§ **Stated exercise**: Render only the lines of the records below that begin with the line containing "of the wheel" and continue through the line containing "<point>1233,322</point>" as a numbered list. Leave out any blank lines.

§ **Material**:
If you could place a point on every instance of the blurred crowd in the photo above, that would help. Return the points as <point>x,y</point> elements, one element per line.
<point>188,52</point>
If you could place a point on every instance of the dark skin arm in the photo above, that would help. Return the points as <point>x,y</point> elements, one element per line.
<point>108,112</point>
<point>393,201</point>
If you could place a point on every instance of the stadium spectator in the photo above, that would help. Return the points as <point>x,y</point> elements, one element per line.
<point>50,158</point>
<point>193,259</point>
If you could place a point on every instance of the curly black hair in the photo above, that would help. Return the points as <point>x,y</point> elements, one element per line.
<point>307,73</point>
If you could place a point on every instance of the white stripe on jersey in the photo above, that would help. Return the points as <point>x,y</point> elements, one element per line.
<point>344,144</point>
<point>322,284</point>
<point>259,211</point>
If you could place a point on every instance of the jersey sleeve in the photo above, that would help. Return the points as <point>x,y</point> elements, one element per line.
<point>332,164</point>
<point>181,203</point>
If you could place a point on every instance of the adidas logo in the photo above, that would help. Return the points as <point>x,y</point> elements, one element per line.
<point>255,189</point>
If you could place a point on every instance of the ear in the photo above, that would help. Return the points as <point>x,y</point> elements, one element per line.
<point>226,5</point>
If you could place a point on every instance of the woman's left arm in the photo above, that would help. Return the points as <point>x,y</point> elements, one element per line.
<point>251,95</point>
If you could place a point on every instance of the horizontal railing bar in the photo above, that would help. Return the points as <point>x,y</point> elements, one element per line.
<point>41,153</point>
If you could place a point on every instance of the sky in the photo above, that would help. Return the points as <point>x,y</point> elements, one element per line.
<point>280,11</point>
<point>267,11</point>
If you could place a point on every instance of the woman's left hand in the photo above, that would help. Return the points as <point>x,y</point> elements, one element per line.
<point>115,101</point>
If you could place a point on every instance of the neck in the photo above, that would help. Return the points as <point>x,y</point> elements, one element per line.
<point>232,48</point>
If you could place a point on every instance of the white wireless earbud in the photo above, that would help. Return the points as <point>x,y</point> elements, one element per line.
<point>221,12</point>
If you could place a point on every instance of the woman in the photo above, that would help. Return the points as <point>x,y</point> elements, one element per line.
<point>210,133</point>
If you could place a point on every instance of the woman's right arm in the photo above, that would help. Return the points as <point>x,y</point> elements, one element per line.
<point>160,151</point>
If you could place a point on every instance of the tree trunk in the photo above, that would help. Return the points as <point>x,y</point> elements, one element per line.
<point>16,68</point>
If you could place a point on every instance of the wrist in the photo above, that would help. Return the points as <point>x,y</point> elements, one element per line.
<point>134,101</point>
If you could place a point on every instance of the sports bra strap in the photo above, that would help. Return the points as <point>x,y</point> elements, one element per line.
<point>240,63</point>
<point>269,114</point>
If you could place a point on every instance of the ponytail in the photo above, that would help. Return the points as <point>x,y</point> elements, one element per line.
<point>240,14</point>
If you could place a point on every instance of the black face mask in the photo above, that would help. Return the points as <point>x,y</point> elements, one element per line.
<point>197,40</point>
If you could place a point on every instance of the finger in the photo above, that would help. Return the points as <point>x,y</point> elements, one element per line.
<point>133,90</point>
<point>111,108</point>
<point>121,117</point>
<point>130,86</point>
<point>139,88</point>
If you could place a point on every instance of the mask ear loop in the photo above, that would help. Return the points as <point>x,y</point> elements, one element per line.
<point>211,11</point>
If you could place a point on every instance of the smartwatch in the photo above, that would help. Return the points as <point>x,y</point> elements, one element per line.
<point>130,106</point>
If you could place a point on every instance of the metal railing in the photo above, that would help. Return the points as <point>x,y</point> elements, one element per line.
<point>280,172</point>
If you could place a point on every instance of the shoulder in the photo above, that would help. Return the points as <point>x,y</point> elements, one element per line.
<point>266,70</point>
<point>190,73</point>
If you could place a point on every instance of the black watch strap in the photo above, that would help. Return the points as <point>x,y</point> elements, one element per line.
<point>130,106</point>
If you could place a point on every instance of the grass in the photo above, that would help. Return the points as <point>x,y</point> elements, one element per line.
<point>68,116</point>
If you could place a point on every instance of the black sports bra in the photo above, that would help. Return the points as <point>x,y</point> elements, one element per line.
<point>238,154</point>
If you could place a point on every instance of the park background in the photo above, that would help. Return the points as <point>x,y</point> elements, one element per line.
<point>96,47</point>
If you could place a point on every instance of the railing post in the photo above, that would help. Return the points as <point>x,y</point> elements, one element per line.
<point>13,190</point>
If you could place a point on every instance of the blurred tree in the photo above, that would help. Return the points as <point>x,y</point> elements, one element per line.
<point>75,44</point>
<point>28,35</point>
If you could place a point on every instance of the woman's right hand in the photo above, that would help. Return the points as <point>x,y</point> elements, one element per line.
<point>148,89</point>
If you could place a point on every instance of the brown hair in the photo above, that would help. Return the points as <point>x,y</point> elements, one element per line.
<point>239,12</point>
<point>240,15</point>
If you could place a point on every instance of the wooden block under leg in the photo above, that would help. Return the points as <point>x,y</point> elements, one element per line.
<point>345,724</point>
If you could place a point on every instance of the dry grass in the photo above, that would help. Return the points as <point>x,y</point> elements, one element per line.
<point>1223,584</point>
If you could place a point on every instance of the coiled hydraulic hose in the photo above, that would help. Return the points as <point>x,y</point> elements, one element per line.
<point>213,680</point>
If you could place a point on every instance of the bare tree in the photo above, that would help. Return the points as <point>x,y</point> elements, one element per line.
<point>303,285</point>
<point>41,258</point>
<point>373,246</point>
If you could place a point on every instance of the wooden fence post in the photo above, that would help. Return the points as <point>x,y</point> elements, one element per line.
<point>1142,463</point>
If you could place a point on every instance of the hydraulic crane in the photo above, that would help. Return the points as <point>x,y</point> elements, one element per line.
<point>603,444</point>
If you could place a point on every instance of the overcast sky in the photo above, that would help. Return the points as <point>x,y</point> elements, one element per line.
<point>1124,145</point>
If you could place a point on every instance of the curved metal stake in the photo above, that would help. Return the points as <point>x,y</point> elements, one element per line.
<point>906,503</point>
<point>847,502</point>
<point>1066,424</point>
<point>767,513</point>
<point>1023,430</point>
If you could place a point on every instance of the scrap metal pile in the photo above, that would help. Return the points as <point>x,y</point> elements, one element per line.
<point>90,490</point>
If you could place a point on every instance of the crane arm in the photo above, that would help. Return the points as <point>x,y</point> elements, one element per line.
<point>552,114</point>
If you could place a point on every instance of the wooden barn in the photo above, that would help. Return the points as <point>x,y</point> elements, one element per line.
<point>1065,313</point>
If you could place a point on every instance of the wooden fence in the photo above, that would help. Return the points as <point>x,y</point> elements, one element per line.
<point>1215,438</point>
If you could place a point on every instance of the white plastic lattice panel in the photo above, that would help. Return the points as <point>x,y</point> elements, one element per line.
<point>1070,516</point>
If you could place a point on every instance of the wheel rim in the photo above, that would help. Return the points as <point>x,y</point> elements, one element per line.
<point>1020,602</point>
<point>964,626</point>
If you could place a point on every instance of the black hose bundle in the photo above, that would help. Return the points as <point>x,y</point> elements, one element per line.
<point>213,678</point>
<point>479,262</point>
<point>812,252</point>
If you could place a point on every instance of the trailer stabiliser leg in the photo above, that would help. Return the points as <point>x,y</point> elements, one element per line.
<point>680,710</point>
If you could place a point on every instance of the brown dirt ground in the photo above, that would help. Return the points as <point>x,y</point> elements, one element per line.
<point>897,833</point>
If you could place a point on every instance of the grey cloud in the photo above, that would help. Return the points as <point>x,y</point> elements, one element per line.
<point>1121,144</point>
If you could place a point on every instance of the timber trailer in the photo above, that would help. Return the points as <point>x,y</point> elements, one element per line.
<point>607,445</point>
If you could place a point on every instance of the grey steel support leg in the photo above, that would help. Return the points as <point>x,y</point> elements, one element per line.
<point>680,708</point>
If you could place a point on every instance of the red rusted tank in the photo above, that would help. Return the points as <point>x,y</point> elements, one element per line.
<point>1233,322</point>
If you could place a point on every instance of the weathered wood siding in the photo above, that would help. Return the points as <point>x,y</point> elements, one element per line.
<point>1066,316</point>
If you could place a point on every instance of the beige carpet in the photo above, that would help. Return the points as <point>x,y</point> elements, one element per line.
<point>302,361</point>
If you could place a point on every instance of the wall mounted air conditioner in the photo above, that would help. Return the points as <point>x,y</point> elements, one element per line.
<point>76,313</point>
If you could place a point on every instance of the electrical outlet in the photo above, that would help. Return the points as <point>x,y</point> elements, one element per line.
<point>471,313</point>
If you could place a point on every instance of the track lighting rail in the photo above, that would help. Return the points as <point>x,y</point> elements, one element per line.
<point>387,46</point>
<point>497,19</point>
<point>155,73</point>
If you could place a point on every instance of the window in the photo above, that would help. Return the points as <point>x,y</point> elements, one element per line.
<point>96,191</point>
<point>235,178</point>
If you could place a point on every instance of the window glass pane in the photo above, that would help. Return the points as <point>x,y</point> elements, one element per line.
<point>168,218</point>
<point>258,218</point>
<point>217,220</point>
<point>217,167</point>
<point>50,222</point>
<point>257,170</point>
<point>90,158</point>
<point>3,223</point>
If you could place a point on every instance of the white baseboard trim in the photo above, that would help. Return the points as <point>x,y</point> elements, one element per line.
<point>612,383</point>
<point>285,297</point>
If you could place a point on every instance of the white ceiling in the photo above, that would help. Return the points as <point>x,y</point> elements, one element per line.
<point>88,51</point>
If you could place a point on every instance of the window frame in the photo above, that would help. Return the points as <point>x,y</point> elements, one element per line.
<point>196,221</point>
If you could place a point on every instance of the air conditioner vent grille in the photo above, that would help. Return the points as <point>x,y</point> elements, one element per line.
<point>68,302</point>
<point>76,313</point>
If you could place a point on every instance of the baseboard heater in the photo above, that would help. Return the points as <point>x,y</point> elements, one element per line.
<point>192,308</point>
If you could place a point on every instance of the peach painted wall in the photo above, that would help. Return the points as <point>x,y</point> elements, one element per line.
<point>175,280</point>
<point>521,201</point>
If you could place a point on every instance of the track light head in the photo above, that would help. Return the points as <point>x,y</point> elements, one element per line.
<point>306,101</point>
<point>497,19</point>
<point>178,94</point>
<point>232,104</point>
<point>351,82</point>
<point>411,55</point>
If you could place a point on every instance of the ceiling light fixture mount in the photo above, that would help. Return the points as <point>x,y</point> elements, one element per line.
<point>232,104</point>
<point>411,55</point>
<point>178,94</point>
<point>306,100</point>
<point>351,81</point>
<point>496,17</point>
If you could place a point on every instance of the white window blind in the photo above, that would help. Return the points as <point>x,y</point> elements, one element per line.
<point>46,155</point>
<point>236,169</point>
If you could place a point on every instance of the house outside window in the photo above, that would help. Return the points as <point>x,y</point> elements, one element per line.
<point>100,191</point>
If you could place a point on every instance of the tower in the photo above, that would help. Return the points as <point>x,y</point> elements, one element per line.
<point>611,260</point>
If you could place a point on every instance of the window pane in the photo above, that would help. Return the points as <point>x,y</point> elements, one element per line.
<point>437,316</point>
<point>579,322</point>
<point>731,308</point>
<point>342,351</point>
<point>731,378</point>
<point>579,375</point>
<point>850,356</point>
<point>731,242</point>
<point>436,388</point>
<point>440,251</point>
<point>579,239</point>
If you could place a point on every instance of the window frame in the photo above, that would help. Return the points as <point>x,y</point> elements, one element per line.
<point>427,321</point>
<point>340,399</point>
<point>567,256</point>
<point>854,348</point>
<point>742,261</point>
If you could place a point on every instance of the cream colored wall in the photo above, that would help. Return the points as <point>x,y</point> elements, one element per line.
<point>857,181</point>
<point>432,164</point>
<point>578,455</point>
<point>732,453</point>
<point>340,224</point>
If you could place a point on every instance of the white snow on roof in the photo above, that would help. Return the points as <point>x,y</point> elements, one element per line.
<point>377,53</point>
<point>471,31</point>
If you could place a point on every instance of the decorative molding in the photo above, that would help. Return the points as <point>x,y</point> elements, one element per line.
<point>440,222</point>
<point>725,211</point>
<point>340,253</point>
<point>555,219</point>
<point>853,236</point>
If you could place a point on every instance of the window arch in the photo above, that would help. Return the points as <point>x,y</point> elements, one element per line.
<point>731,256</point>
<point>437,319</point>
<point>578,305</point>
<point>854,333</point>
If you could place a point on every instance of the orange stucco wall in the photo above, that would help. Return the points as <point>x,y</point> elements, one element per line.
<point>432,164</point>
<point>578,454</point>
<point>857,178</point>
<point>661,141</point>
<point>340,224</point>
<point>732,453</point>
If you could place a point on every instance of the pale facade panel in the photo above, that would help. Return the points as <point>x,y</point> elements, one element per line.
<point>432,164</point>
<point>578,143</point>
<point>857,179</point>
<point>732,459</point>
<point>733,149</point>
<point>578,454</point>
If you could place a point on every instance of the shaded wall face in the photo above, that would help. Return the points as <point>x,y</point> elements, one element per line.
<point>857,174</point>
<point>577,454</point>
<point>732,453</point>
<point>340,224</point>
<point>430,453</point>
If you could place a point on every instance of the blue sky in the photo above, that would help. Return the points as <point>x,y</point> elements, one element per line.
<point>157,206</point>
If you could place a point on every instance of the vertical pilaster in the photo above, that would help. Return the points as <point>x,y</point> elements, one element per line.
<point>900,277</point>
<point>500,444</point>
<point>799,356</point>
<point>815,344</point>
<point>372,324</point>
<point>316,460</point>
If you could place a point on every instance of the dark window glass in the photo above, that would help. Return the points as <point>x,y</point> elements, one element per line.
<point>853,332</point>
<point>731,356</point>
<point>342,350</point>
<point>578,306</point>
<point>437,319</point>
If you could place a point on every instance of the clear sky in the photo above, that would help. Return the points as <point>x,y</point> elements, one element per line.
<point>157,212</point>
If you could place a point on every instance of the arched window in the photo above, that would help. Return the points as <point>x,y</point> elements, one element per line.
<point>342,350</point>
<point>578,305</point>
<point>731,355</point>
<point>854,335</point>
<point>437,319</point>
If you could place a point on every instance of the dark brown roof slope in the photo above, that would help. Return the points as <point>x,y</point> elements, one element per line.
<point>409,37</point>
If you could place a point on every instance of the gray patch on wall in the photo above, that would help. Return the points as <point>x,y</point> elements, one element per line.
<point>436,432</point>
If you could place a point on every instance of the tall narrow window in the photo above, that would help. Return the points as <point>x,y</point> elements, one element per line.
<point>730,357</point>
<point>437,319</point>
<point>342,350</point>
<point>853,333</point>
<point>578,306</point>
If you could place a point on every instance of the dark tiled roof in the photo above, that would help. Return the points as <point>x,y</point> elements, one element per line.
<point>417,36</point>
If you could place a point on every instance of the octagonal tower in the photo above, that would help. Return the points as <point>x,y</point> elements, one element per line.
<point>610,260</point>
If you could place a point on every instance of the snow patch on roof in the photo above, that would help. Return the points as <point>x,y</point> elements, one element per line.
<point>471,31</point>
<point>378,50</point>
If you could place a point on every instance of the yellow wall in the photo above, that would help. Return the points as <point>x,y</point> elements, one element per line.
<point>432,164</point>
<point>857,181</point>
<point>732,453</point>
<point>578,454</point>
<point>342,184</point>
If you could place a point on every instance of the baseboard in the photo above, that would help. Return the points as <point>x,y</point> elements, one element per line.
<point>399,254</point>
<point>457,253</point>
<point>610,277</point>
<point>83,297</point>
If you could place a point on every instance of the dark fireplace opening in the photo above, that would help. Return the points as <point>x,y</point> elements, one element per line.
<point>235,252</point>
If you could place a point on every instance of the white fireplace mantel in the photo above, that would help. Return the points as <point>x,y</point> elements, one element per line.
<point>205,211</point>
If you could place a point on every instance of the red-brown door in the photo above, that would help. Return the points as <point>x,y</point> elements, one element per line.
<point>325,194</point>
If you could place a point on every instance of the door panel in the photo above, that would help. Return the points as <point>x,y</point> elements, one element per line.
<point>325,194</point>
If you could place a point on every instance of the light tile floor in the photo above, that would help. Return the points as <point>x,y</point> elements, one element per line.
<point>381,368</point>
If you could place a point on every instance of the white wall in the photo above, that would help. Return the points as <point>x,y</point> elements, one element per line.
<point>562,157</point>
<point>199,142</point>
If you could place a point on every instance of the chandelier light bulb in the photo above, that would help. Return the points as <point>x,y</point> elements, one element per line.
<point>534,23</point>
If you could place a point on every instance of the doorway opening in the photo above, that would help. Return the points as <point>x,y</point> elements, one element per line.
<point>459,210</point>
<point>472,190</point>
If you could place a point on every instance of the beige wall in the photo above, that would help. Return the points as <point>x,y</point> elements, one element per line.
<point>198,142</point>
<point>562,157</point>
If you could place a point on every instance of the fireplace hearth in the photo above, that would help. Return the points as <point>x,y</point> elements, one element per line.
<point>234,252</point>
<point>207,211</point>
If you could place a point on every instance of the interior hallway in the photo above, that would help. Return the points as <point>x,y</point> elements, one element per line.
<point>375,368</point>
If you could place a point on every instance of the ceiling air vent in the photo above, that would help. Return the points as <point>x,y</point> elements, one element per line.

§ **Answer to this task**:
1. If you could place a point on every instance of the wheel rim in the photo above, that would help. Return the points as <point>x,y</point> elements, one element per line.
2. <point>1020,602</point>
3. <point>964,626</point>
4. If you could place a point on every instance of the black hose bundle in the photo above, that would help. Return the points as <point>x,y</point> elements, one element per line.
5. <point>213,678</point>
6. <point>479,262</point>
7. <point>812,252</point>
8. If you could place a point on every instance of the trailer stabiliser leg in the photo above, that would help. Return the points as <point>x,y</point> elements, one element per line.
9. <point>680,710</point>
10. If you could place a point on every instance of the brown dirt ground in the photo above, that would help. Return the points as <point>x,y</point> elements, one element per line.
11. <point>897,833</point>
12. If you could place a point on every instance of the grey cloud in the photo above, that would help. Return the points as <point>x,y</point> elements, one element per line.
13. <point>1121,144</point>
14. If you could place a point on every instance of the timber trailer in the photo above, that would help. Return the points as <point>x,y</point> elements, one element per line.
15. <point>607,445</point>
16. If you could place a point on every instance of the grey steel support leg in the photo above, that would help. Return the points as <point>x,y</point> elements, one element per line.
17. <point>680,708</point>
18. If you could place a point on every instance of the red rusted tank in the photo above, that would help. Return the points as <point>x,y</point> elements, one element per line.
19. <point>1233,322</point>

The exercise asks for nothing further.